Quote exactly the lines running from the line with "Mark one point on each instance of the white vinyl" to the end of the entries, including both, and nothing else.

BEGIN EXTRACTED MATERIAL

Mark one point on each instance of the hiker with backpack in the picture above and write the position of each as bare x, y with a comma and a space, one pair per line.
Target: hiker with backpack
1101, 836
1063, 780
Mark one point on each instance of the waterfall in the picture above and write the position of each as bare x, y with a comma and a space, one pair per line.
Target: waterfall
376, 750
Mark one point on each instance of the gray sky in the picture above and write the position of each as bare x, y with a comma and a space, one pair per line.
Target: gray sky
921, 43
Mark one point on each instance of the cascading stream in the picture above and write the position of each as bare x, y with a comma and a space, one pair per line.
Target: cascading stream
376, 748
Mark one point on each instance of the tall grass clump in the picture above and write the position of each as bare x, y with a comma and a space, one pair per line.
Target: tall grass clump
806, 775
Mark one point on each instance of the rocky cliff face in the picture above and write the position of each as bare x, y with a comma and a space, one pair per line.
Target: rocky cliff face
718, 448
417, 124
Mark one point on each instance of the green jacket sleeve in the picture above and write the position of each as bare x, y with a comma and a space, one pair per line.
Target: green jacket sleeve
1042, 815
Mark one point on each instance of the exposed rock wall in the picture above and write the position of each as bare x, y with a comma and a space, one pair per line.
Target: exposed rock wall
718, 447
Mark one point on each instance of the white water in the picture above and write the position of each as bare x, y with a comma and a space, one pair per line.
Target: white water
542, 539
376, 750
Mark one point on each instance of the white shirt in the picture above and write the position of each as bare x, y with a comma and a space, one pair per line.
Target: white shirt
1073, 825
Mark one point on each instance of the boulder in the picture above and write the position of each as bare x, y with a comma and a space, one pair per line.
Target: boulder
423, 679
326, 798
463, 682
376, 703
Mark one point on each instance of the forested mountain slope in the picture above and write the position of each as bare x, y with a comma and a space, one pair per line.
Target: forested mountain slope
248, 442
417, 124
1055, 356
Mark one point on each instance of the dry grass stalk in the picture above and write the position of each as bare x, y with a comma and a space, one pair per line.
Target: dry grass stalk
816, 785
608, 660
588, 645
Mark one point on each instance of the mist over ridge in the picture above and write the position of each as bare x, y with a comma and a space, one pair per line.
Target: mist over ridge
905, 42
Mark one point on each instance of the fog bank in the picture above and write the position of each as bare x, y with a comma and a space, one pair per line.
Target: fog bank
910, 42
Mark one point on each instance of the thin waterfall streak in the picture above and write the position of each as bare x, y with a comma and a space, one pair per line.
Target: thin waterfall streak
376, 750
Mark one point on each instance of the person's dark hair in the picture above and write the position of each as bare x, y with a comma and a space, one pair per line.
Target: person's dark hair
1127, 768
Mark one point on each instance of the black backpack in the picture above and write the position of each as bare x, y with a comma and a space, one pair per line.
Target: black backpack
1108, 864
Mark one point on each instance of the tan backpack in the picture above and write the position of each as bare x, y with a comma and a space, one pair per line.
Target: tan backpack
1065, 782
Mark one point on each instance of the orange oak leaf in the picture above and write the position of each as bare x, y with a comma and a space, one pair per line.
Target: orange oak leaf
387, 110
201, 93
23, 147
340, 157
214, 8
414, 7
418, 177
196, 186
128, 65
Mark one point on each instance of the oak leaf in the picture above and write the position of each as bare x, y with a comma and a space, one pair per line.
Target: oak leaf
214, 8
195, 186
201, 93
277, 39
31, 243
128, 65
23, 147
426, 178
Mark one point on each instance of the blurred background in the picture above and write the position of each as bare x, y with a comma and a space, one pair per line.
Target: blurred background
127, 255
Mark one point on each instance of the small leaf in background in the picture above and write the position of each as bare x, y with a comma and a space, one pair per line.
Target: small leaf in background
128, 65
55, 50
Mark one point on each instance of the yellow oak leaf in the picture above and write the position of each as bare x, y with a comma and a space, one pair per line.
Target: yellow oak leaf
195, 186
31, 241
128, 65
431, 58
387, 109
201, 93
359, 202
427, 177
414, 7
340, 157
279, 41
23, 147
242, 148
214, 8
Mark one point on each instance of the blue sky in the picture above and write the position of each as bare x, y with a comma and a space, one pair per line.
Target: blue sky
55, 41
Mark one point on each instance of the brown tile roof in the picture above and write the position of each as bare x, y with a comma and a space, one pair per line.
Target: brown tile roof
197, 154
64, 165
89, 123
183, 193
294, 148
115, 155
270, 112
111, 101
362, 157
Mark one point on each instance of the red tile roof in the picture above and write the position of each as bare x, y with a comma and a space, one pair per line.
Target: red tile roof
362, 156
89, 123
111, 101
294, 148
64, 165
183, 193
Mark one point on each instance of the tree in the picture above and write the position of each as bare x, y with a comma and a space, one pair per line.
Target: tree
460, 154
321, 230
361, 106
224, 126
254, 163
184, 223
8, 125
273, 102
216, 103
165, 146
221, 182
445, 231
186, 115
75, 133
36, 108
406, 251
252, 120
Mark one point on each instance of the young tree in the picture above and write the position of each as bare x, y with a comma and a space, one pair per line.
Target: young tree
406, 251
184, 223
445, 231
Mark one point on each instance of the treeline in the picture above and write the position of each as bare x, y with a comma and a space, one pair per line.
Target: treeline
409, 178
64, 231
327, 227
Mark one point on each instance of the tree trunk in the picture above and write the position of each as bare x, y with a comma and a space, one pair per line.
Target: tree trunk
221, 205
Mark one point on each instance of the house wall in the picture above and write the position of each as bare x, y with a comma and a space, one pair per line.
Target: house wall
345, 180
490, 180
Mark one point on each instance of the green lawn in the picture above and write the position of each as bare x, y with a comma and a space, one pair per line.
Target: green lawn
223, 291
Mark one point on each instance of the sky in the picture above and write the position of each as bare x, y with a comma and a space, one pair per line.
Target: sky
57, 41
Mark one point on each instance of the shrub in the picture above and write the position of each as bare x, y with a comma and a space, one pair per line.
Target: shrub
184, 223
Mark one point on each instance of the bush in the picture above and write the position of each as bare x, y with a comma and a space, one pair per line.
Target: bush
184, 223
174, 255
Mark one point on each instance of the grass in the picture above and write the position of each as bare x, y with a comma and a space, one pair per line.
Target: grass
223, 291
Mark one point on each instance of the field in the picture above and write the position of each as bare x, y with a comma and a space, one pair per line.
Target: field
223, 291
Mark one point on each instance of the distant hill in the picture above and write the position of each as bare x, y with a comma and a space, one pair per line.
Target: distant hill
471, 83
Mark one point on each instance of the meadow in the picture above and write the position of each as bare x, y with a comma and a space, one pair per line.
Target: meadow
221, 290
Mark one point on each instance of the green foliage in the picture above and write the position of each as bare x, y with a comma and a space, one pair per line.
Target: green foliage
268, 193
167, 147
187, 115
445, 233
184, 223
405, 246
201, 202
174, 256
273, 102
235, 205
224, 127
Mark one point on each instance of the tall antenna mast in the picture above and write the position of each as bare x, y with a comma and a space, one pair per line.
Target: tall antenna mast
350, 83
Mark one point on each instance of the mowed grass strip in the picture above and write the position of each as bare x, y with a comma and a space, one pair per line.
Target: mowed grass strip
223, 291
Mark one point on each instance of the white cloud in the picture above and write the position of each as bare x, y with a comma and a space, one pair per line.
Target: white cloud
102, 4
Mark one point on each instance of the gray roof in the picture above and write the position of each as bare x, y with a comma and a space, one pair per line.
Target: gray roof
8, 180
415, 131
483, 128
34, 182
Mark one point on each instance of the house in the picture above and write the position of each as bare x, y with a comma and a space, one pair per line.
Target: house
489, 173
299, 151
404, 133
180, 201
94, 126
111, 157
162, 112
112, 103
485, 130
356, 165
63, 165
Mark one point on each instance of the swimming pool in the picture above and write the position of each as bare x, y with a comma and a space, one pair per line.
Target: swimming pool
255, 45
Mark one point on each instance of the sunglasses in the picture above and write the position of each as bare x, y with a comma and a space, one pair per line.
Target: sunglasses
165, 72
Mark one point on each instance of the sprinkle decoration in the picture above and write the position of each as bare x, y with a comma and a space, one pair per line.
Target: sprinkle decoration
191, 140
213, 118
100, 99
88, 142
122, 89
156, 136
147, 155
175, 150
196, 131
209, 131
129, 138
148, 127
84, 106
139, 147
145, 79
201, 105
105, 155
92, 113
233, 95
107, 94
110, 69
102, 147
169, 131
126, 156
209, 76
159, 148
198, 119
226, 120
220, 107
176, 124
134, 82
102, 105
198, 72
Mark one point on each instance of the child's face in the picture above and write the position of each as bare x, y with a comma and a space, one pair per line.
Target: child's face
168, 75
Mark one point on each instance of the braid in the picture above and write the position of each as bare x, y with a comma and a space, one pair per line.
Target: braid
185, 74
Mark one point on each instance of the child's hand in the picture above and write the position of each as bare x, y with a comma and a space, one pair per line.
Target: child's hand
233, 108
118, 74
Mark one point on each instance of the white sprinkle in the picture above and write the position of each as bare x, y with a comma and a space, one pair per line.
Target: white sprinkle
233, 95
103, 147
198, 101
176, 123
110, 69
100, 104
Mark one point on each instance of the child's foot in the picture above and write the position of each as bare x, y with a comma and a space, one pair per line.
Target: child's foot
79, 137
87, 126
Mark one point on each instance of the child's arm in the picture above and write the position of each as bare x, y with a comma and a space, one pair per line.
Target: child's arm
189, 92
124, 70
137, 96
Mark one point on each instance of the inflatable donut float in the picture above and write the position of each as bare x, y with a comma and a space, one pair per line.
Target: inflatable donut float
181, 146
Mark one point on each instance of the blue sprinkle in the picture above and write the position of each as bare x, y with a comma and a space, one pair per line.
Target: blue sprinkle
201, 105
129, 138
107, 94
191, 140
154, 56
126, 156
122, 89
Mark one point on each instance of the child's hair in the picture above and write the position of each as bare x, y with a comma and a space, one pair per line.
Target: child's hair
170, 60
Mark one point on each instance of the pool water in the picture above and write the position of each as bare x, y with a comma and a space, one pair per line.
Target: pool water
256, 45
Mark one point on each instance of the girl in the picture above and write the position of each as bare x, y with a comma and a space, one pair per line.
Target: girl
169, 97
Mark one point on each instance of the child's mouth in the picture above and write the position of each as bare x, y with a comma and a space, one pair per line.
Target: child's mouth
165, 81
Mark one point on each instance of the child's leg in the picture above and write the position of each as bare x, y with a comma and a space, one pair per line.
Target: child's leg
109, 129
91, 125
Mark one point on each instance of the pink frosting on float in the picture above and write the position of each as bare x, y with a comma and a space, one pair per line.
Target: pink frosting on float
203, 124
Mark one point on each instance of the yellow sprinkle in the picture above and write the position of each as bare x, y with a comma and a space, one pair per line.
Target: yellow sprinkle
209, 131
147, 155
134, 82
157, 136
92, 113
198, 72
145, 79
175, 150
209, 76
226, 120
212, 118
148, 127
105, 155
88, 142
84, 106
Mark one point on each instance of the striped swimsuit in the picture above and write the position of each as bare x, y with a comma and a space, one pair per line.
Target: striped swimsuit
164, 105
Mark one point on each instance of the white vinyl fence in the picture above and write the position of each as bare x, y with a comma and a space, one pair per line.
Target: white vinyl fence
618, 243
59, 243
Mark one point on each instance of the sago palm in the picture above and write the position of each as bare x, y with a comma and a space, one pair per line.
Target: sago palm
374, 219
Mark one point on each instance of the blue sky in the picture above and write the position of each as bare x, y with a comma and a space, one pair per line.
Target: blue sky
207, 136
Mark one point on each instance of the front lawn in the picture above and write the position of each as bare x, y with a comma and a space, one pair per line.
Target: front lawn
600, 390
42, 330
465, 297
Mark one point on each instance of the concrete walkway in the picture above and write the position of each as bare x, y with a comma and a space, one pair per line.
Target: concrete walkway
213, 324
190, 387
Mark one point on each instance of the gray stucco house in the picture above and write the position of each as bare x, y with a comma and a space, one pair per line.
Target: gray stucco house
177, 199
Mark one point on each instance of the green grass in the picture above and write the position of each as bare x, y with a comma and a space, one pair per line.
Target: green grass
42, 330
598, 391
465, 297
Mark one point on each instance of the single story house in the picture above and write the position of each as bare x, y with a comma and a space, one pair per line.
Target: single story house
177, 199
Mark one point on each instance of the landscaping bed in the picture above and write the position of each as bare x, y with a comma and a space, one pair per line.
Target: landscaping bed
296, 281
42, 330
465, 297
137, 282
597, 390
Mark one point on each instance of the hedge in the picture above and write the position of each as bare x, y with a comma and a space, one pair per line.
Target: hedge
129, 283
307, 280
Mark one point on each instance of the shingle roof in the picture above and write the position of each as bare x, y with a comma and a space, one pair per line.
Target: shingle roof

END EXTRACTED MATERIAL

(FINAL RESULT)
Mark one point on each instance of the white vinyl fence in the picture above and write the position of each as bare x, y with a comma and a space, one pair per line.
Target: white vinyl fence
618, 243
59, 243
Mark one point on each instance of the sago palm in the picture above and write the position of each as bare x, y with a comma and a space, one pair per line.
Target: sago palm
374, 219
Mark one point on each instance of the blue sky in the picture above and write the position of each as bare x, y with a comma and a space, one pair per line.
Target: blue sky
207, 136
Mark one point on each instance of the front lawn in the picture above and write the position of each as bare x, y with a comma and a space, one pair per line.
Target: front lawn
600, 390
42, 330
465, 297
Mark one point on each instance of the concrete walkway in the picture above and write the position of each as bare x, y with a comma and a space, one pair per line.
Target: concrete walkway
213, 324
190, 387
Mark one point on each instance of the gray stucco house in the picture above and write the position of each as bare x, y with a comma and a space, one pair per line.
Target: gray stucco house
177, 199
Mark one point on each instance of the green grass in the picture above and write the position of each as bare x, y with a comma and a space, one pair per line.
Target: green grass
42, 330
598, 391
465, 297
Mark one point on each instance of the single story house in the picture above and write the position of each as bare x, y with a comma and a space, one pair per line.
Target: single story house
177, 199
Mark one point on each instance of the landscaping bed in the picture above and write the position of each as bare x, y with a comma and a space, one pair per line.
Target: landscaping bed
296, 281
42, 330
465, 297
137, 282
597, 390
Mark one point on each instance of the hedge in the picture above and write the position of each as bare x, y with a comma and a space, one pair per line.
Target: hedge
129, 283
307, 280
Mark one point on each instance of the shingle roof in the picture above and write the position of each as bare x, y with a comma and a space, one pair per line.
Target: shingle roof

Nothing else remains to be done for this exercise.